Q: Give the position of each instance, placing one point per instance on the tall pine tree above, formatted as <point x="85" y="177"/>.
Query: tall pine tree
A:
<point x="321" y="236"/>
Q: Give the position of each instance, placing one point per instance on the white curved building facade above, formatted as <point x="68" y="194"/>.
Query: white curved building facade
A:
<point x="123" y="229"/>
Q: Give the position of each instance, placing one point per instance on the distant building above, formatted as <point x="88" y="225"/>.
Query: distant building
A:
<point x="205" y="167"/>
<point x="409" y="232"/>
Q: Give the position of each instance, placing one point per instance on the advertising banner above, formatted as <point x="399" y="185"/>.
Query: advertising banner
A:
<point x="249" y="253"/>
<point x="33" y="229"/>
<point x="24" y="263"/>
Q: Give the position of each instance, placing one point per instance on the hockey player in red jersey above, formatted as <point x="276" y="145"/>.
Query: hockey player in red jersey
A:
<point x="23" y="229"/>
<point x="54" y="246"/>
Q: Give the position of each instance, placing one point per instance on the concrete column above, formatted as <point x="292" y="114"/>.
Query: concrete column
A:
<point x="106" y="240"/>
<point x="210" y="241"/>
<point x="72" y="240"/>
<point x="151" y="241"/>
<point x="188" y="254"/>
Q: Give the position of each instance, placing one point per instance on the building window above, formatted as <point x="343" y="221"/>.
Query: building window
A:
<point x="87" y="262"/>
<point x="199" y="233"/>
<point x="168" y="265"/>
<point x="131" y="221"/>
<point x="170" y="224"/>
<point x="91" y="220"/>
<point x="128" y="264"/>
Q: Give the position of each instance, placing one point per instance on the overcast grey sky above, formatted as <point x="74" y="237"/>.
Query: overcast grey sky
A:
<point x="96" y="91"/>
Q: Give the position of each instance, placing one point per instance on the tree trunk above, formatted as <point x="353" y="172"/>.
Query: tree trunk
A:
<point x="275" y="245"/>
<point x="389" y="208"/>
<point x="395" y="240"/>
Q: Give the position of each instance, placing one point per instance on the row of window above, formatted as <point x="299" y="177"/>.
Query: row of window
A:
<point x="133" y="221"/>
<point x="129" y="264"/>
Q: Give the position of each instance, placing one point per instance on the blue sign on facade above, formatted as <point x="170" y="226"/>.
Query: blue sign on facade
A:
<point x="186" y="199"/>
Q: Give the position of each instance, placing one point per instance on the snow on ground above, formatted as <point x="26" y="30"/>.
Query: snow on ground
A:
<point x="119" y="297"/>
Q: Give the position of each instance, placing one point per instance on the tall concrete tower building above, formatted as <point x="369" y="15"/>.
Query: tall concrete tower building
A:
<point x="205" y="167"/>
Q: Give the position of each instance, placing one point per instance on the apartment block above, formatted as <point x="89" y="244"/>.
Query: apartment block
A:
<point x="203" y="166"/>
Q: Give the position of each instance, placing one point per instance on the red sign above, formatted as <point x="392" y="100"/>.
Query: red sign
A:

> [WHAT THIS TASK INVOLVES]
A word-for-word transcription of the material is required.

> [RESPONSE TO THIS TASK]
Q: Give the position of each instance, placing one point per instance on the tall pine tree above, formatted as <point x="85" y="177"/>.
Query: tall pine tree
A:
<point x="321" y="236"/>
Q: Give the position of each instance, placing one point per instance on the white curved building facade above, formatted as <point x="68" y="194"/>.
Query: white curved building facade
A:
<point x="123" y="229"/>
Q: Give the position of each instance, placing one point per instance on the distant building above, formatted as <point x="88" y="225"/>.
Query: distant building
A:
<point x="205" y="167"/>
<point x="409" y="232"/>
Q: Give the position of each instance, placing one point per instance on the advertising banner above, formatted as <point x="399" y="185"/>.
Query: advertising banner
A:
<point x="249" y="253"/>
<point x="33" y="229"/>
<point x="24" y="263"/>
Q: Give the position of each instance, placing one point per instance on the hockey player in red jersey above, formatted as <point x="276" y="145"/>.
Query: hockey player in red jersey
A:
<point x="23" y="229"/>
<point x="54" y="246"/>
Q: Give the position of each instance, placing one point per instance on the concrete column above, formatted as <point x="292" y="114"/>.
Query: concrete column
A:
<point x="106" y="240"/>
<point x="210" y="241"/>
<point x="72" y="240"/>
<point x="151" y="241"/>
<point x="188" y="254"/>
Q: Give the position of each instance, placing one point per instance on the building window above, formatted as <point x="343" y="221"/>.
Query: building window
A:
<point x="87" y="262"/>
<point x="199" y="233"/>
<point x="168" y="265"/>
<point x="131" y="221"/>
<point x="170" y="224"/>
<point x="91" y="220"/>
<point x="128" y="264"/>
Q: Give the position of each instance, placing one point per instance on the overcast grey sky above, formatted as <point x="74" y="237"/>.
Query: overcast grey sky
A:
<point x="96" y="91"/>
Q: Give the position of each instance, placing one point per instance on the tree trunk above, formatted as <point x="353" y="172"/>.
Query: tree trunk
A:
<point x="275" y="245"/>
<point x="389" y="208"/>
<point x="395" y="240"/>
Q: Give the position of each instance, placing one point per instance on the row of window above, formatted as <point x="299" y="177"/>.
Query: row of window
A:
<point x="133" y="221"/>
<point x="129" y="264"/>
Q: Give the position of each instance, placing one point per instance on the blue sign on facade above, formatted as <point x="170" y="226"/>.
Query: blue sign on facade
A:
<point x="186" y="199"/>
Q: Give the position of each instance, placing one point per instance on the snow on ground above, formatted as <point x="26" y="30"/>.
Query: snow on ground
A:
<point x="119" y="297"/>
Q: Give the position of each instance, placing one point per instance on the tall concrete tower building above, formatted as <point x="369" y="15"/>.
Query: tall concrete tower building
A:
<point x="205" y="167"/>
Q: Give the position of each instance, placing one point per instance on the apartment block above, formatted as <point x="89" y="244"/>.
Query: apartment block
A:
<point x="203" y="166"/>
Q: Give the position of each instance, placing one point per instance on the red sign above, formatted as <point x="392" y="100"/>.
Query: red sign
A:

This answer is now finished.